**Verilen metin:**
--------------------------------------------------

AvivaSA’da Teknoloji İşe Hizmet Etmek İçin Var
AvivaSA İş Teknolojilerinden Sorumlu Genel Müdür Yardımcısı A. Fahri Arkan, Teknolojiyi iş hayatına kazandırıp şirkete değer katmak için çalıştıklarını söylüyor.
Kendileri için iş teknolojilerinin büyük önem taşıdığını belirten AvivaSA İş Teknolojilerinden Sorumlu Genel Müdür Yardımcısı A. Fahri Arkan, “Teknolojiyi iş hayatına kazandırıp şirkete değer katmaya çalışıyoruz. ‘Teknoloji işimiz için var’ diyoruz” hatırlatmasını yapıyor. A. Fahri Arkan’ın dikkat çektiği gibi, teknolojiyi geliştirebilirsiniz, teknolojiye yatırım yapabilirsiniz, ama teknolojiyi sahiplenemezsiniz. Bu yorumunu “Teknolojinin sahibi tek bir yer olursa, o zaman iş ve değer yaratamazsınız. Teknolojinin sahibi BT olursa da teknolojiyi müşterimi anladığım kadarıyla servis edebilirim” örnekleri ile güçlendiren A. Fahri Arkan, bu nedenle AvivaSA bünyesinde oluşturdukları yapıyı ‘iş teknolojileri’ olarak isimlendirdiklerini söylüyor. Önce bu gerekli buldukları değişimi isimlendirdiklerini ardından buna uygun bir yapılanmayı hayata geçirmek üzere çalışmalara başladıklarını belirten A. Fahri Arkan, “AvivaSA müşterilerine hizmet verirken teknolojiyi mümkün kılıcı olarak pozisyonlamaya odaklandık” ifadesini kullanıyor.

--------------------------------------------------

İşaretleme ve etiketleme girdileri
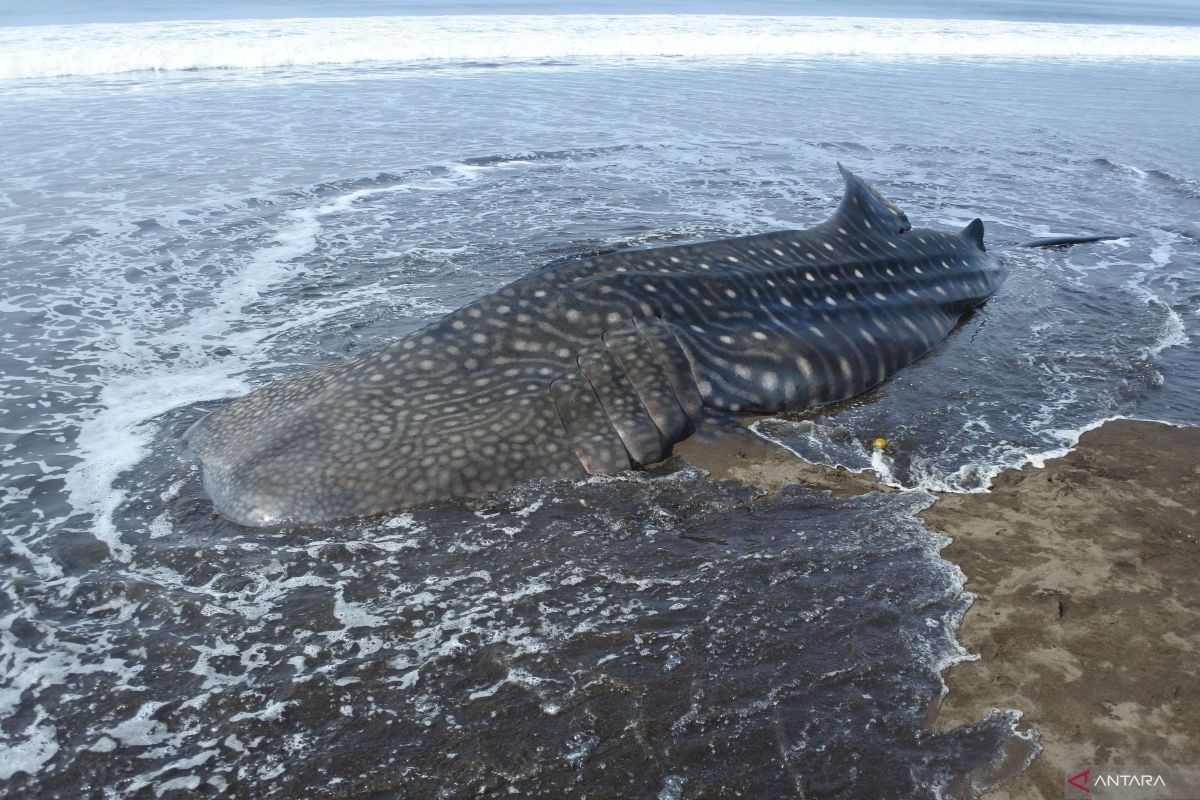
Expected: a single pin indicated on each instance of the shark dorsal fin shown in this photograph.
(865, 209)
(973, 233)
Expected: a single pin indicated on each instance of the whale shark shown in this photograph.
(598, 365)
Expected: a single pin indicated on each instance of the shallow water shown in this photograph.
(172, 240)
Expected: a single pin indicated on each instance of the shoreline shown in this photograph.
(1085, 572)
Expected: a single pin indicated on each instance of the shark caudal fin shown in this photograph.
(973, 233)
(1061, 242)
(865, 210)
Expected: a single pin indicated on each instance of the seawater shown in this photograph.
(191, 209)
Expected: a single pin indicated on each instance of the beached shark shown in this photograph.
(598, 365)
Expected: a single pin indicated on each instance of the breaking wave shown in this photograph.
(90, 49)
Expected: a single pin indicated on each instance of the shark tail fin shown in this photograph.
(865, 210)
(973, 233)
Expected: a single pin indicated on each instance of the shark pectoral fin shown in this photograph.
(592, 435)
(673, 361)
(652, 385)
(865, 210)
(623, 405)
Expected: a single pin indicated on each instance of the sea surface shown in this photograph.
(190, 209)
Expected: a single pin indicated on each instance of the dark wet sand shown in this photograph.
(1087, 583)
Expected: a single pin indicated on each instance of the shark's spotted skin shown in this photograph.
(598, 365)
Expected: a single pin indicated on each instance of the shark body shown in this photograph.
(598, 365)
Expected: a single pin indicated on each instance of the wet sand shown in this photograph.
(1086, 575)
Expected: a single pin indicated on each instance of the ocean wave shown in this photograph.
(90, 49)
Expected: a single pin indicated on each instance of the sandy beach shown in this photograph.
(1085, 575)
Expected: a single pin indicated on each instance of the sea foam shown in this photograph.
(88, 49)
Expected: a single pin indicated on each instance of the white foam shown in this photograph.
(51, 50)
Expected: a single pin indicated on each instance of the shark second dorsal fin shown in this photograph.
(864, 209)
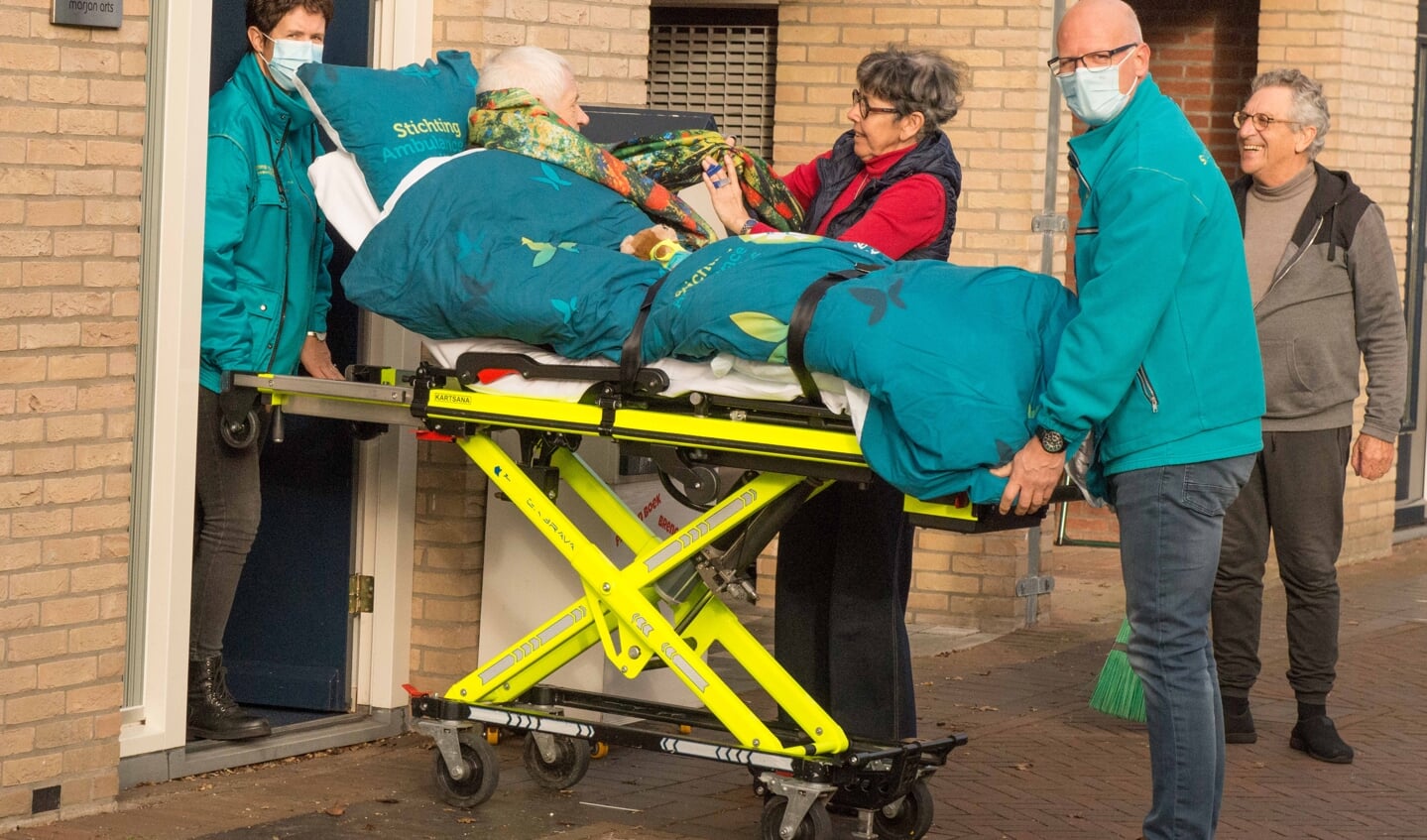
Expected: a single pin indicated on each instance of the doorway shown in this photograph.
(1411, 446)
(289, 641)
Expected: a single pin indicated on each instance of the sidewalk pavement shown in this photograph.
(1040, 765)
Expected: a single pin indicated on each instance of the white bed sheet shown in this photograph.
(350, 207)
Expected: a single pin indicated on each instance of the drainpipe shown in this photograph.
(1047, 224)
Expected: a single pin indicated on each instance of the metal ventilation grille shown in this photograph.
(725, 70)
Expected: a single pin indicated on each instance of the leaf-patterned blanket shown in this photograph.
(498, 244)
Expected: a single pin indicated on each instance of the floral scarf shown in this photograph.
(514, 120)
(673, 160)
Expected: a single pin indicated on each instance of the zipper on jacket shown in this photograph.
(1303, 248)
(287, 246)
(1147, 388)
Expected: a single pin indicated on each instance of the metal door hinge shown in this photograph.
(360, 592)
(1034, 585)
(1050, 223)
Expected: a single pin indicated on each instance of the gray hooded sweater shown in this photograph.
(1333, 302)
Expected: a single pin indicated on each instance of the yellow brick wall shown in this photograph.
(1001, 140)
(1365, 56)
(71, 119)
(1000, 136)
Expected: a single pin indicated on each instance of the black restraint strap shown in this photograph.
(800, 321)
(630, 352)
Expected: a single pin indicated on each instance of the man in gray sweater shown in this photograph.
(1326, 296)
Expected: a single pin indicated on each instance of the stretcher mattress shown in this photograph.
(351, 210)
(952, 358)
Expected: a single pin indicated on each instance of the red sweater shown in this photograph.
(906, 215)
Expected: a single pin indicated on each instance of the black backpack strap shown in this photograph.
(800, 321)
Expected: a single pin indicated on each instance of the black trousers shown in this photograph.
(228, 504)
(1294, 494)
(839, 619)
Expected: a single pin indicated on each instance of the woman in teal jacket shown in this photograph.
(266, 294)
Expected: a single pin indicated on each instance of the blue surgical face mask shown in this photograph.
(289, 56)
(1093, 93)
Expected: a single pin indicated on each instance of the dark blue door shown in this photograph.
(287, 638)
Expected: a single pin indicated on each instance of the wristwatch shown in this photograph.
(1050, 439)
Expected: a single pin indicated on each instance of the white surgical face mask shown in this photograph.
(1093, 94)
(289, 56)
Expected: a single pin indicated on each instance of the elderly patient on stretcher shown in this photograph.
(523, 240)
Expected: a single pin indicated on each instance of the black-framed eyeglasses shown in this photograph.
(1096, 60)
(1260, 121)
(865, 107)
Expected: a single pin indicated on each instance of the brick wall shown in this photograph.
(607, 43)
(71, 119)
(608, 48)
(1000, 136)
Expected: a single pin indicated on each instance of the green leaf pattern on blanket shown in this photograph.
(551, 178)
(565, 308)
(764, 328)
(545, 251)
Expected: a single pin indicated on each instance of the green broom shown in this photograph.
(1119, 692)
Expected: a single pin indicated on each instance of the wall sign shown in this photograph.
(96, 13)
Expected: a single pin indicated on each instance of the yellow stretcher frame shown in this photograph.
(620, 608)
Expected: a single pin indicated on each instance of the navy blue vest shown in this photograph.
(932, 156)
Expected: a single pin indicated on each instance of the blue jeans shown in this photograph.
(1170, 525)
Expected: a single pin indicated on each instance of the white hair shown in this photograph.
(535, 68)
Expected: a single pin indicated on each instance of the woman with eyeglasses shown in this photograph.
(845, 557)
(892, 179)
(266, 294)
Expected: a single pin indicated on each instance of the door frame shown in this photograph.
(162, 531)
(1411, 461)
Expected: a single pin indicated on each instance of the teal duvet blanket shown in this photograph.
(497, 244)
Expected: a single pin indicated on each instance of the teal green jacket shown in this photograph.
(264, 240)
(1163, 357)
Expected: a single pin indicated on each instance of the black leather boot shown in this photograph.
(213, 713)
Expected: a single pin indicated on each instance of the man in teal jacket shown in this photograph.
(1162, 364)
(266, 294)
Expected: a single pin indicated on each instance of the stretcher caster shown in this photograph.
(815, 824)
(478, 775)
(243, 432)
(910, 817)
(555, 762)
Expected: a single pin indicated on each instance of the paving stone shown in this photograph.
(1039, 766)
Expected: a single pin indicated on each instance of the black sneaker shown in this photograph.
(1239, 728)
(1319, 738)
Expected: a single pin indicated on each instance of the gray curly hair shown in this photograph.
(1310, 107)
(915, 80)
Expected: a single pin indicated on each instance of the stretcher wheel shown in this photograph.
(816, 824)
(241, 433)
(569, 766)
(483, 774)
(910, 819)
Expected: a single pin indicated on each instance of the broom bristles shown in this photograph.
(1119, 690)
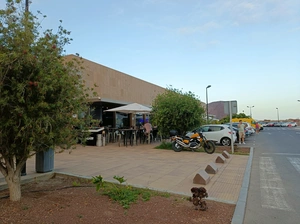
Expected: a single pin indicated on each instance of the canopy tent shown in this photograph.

--------------------------------------------------

**Görev listesi:**
1 > AvivaSA'daki teknoloji yaklaşımını anlatan metne göre, şirket bünyesinde oluşturulan yapıya hangi ad verilmiştir?
2 > AvivaSA'daki teknoloji yaklaşımını anlatan metni, son cümlesinden sonra birkaç cümleyle sürdürün.
Veriler, metinden bağımsız ayrı bir malzemedir.

**Cevap anahtarı:**
1 > Yapıya "iş teknolojileri" adı verilmiştir.

2 >
Arkan, genel olarak sigortacılık sektörünün teknoloji konusunda geri kaldığı kanısında. “Bizim ise bunun sebeplerini özümsememiz gerekiyordu” diyor Arkan. “Teknoloji şirketi olmak yerine hızla büyüyen bir satış şirketi olmayı seçmişiz. Çünkü saha bunu bekliyor. Ama öyle bir ürün sunuyoruz ki, satış var ama sonrasında servis ve hizmet yok. Örneğin sigorta ürününü müşteri bankadan veya acenteden alıyor. Her iki yapıda da müşteri ile ödeme planı yapıyor, ona ihtiyacı olmadıkça okumayacağı bir metni sunuyorsun. Bu da bizi bir ‘satış şirketi’ kimliğinde tutuyor, hizmet veya servis şirketi olmaktan uzak bırakıyor. Biz ise buranın hizmete ve servise öncelik vermesi gerektiğini düşündük. Bunu da teknolojiyle gerçekleştirmek için yola çıktık. Önce teknoloji ile dönüşecek olan işi anlatmak, ardından teknolojiye yatırım yapmak, son olarak da bunun taşıdığı değeri tüm taraflara hissettirebilmek istedik. Mimarimizi kurgularken de ‘değer’ olarak tanımladığımız bu kısma odaklandık.”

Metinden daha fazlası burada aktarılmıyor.